## Problem to work on
Return all of the data below verbatim, leaving out the pictures.

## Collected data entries
★ ★ ★ ★ ★

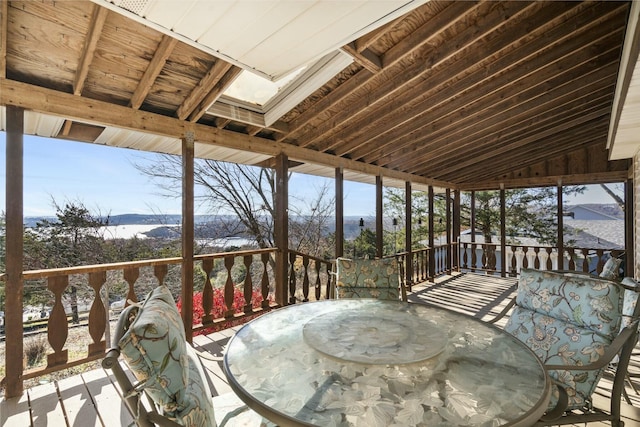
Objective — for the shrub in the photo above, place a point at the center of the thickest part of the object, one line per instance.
(219, 308)
(35, 350)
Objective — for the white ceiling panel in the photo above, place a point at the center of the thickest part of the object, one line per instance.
(270, 37)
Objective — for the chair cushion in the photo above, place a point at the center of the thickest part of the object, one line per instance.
(567, 319)
(558, 342)
(630, 301)
(565, 296)
(155, 349)
(368, 278)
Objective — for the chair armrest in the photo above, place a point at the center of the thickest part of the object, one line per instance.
(561, 404)
(504, 311)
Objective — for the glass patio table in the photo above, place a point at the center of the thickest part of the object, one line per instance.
(366, 362)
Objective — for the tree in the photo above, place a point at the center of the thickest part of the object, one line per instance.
(75, 237)
(243, 197)
(395, 207)
(529, 212)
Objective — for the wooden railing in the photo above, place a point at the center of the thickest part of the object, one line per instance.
(305, 270)
(139, 277)
(485, 257)
(423, 267)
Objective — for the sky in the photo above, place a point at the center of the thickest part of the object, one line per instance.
(106, 181)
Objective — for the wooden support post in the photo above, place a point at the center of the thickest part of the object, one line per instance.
(379, 215)
(503, 232)
(560, 228)
(14, 252)
(629, 234)
(432, 252)
(281, 231)
(449, 251)
(408, 235)
(339, 212)
(473, 231)
(187, 233)
(456, 228)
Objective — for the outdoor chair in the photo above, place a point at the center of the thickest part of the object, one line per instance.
(579, 326)
(168, 371)
(369, 278)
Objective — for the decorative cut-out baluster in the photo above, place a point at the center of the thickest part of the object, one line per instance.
(248, 284)
(292, 278)
(305, 278)
(265, 280)
(131, 275)
(160, 271)
(58, 327)
(97, 314)
(318, 285)
(228, 286)
(207, 291)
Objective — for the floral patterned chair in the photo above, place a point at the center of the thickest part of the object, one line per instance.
(369, 278)
(150, 338)
(573, 323)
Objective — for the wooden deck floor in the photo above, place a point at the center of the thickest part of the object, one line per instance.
(92, 399)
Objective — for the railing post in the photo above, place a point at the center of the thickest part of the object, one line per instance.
(97, 314)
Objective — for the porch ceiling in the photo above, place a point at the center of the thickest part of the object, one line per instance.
(465, 95)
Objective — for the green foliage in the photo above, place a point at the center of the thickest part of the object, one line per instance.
(530, 212)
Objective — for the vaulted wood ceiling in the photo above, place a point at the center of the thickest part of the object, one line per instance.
(458, 94)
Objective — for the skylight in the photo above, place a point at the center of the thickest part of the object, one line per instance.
(257, 90)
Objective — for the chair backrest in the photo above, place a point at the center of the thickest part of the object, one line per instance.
(568, 319)
(152, 342)
(369, 278)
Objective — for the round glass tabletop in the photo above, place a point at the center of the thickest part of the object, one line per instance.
(374, 363)
(388, 337)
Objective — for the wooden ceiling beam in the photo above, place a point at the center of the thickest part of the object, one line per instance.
(396, 79)
(160, 56)
(525, 118)
(214, 93)
(528, 149)
(535, 58)
(91, 42)
(366, 58)
(363, 79)
(423, 35)
(204, 86)
(499, 115)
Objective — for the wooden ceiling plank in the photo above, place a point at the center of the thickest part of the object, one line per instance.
(91, 42)
(214, 93)
(545, 105)
(87, 110)
(162, 53)
(518, 145)
(474, 71)
(204, 87)
(456, 11)
(341, 93)
(397, 78)
(346, 90)
(468, 127)
(394, 120)
(521, 132)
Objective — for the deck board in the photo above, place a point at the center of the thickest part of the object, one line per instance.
(92, 399)
(77, 402)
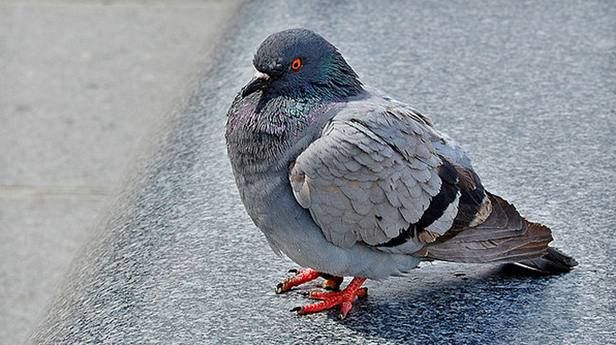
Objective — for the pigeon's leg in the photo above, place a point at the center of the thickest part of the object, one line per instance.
(343, 298)
(299, 278)
(331, 282)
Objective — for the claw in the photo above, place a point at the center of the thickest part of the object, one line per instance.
(343, 298)
(300, 277)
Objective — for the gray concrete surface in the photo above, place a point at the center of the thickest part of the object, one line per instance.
(526, 87)
(83, 84)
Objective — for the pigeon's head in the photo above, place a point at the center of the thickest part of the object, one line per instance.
(300, 64)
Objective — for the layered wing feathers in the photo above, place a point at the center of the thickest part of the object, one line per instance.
(369, 178)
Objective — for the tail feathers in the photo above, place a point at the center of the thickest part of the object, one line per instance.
(553, 262)
(504, 237)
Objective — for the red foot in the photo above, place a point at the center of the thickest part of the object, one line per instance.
(300, 277)
(343, 298)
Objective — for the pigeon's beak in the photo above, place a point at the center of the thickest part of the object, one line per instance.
(257, 83)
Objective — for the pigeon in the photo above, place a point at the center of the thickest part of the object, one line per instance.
(349, 182)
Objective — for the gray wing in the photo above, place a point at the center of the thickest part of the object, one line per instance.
(371, 177)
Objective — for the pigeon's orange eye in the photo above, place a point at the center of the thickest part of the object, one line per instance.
(296, 64)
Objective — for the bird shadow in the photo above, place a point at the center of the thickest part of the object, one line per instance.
(460, 306)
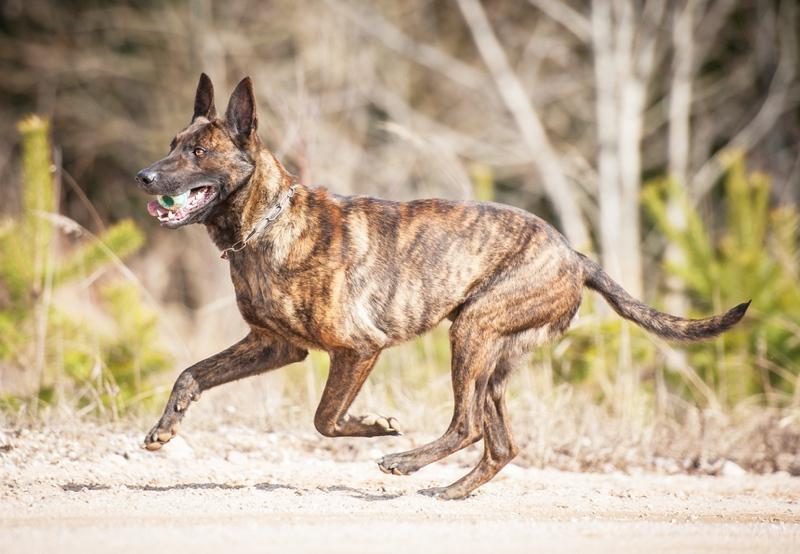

★ ★ ★ ★ ★

## Problem solution
Objective — for the shrub in the photo above, place a point at the center of the thickest part of the object, one line per instance.
(219, 308)
(35, 350)
Objective — for the white ceiling panel in the photo above, place a point at the center of the thickest part of the object, one line per instance.
(270, 37)
Objective — for the chair cushion in the photo above, place a point at the center of the thickest part of the object, one line per instance.
(567, 319)
(558, 342)
(630, 301)
(565, 296)
(155, 349)
(368, 278)
Objective — for the chair armrest in the photo above, place a point at the center of the thickest part of the object, one line per instance.
(561, 404)
(504, 311)
Objective — for the glass patio table in the photo above, place a point at the center of the thickest part of the object, one line per instance.
(366, 362)
Objective — for the tree in the photo above, place a point at the center of the thickest part of the object, one line per instance.
(75, 237)
(243, 197)
(395, 207)
(529, 212)
Objective — for the wooden railing in the photo above, place a point at the center of the thickest part of the object, one line per instance.
(305, 270)
(139, 277)
(485, 257)
(423, 267)
Objective — for the sky in the photo above, place a point at the center of the thickest part of the object, one line per instance.
(106, 181)
Objective — for the wooden support post in the photo above, place a point at the center of the thickest part of the object, one line per instance.
(379, 215)
(503, 232)
(560, 228)
(14, 252)
(629, 234)
(432, 252)
(281, 231)
(449, 251)
(408, 235)
(339, 212)
(473, 231)
(187, 233)
(456, 228)
Objective — for the outdoor chair in the photo above, place a point at the center of the thickest part of the object, one line per instance.
(579, 326)
(168, 371)
(369, 278)
Objective — for the decorative cut-out baluster in the photo above, place a point at the center of the thickest part of the object, one line per instance.
(248, 284)
(292, 278)
(305, 278)
(265, 280)
(131, 275)
(160, 271)
(58, 327)
(97, 314)
(318, 285)
(228, 286)
(207, 291)
Objective — for the floral patterned chair in the photo above, place a point at the center of the thickest part of the object, one line per instance.
(369, 278)
(150, 338)
(573, 323)
Objective — for the wooden deck floor in the photo above, place a point at the center of the thickest part of the object, one line per instance.
(92, 399)
Objective — for the railing post in the photo above, place a point at the center of the thickest part of the object, one line per instance.
(97, 314)
Objective — for the porch ceiling in the photo above, place a point at the center of the thickest part of the object, one line per instance.
(465, 95)
Objective — for the green foliage in the photo above, place a point at the center of the thickest part of the object, one line per instance.
(530, 212)
Objective — for the vaulted wood ceiling in the photo above, place a point at the center of the thickest part of the object, one line per instance.
(458, 94)
Objective — for the skylight in the photo above, place a point at the center of the thickest part of the object, one line per instance.
(257, 90)
Objective — for the chair backrest in the photo above, place a point at the center of the thickest part of the object, one line per instance.
(568, 319)
(152, 342)
(369, 278)
Objective — for the round glass tabletop in the photo above, place a point at the center of the thickest part of the object, one line per instance.
(374, 363)
(388, 337)
Objective — for the wooden ceiling beam in the photo above, place a point at the center of the thickest part of the object, one line per instance.
(396, 79)
(160, 56)
(525, 118)
(214, 93)
(528, 149)
(535, 58)
(91, 42)
(366, 58)
(363, 79)
(423, 35)
(204, 86)
(499, 115)
Objective — for the wooden ceiling plank in the photo above, place a point at the center of the thickest part of the object, one line per instance.
(91, 42)
(214, 93)
(545, 105)
(87, 110)
(162, 53)
(518, 145)
(474, 71)
(204, 87)
(456, 11)
(341, 93)
(397, 78)
(346, 90)
(468, 127)
(394, 120)
(521, 132)
Objective — for the deck board in the photo above, place a point at the center of the thickest part of the object, one line per instance.
(92, 399)
(77, 402)
Objective — for the pigeon's leg in the photo above, place a point at the center of the thickest part of the object, one line per instance.
(343, 298)
(299, 278)
(331, 282)
Objective — for the claw in the photo above, place a point at the center of the thickest part of the object, one line per instance.
(343, 298)
(300, 277)
Objective — for the gray concrete surface in the photo above, place a point at the center of the thickest part of the object, one line per instance.
(526, 87)
(83, 84)
Objective — for the pigeon's head in the photo above, place a point at the center of the thickest part of the object, one line per instance.
(300, 64)
Objective — for the layered wing feathers in the photo above, place a point at the center of the thickest part of the object, one line per instance.
(369, 178)
Objective — for the tail feathers in the photo above, place a point at the center of the thickest part of the object, one line per instance.
(553, 262)
(504, 237)
Objective — for the red foot in the photo above, place a point at the center of the thickest part of the object, one line per instance.
(300, 277)
(343, 298)
Objective — for the pigeon's beak in the photo above, place a point at the center of the thickest part of the object, one line per instance.
(257, 83)
Objective — for the pigeon in the photo above, place a point at the center of the thickest part of the object, one line per instance.
(349, 182)
Objective — for the gray wing in the photo above, place a point at the center of the thickest part of the object, one line per instance.
(371, 177)
Objective — for the pigeon's orange eye in the photo above, place a point at the center of the thickest part of the object, one line per instance.
(296, 64)
Objective — for the bird shadow in the photo above, place a point at the center of the thickest part of the object, one line per instance.
(460, 306)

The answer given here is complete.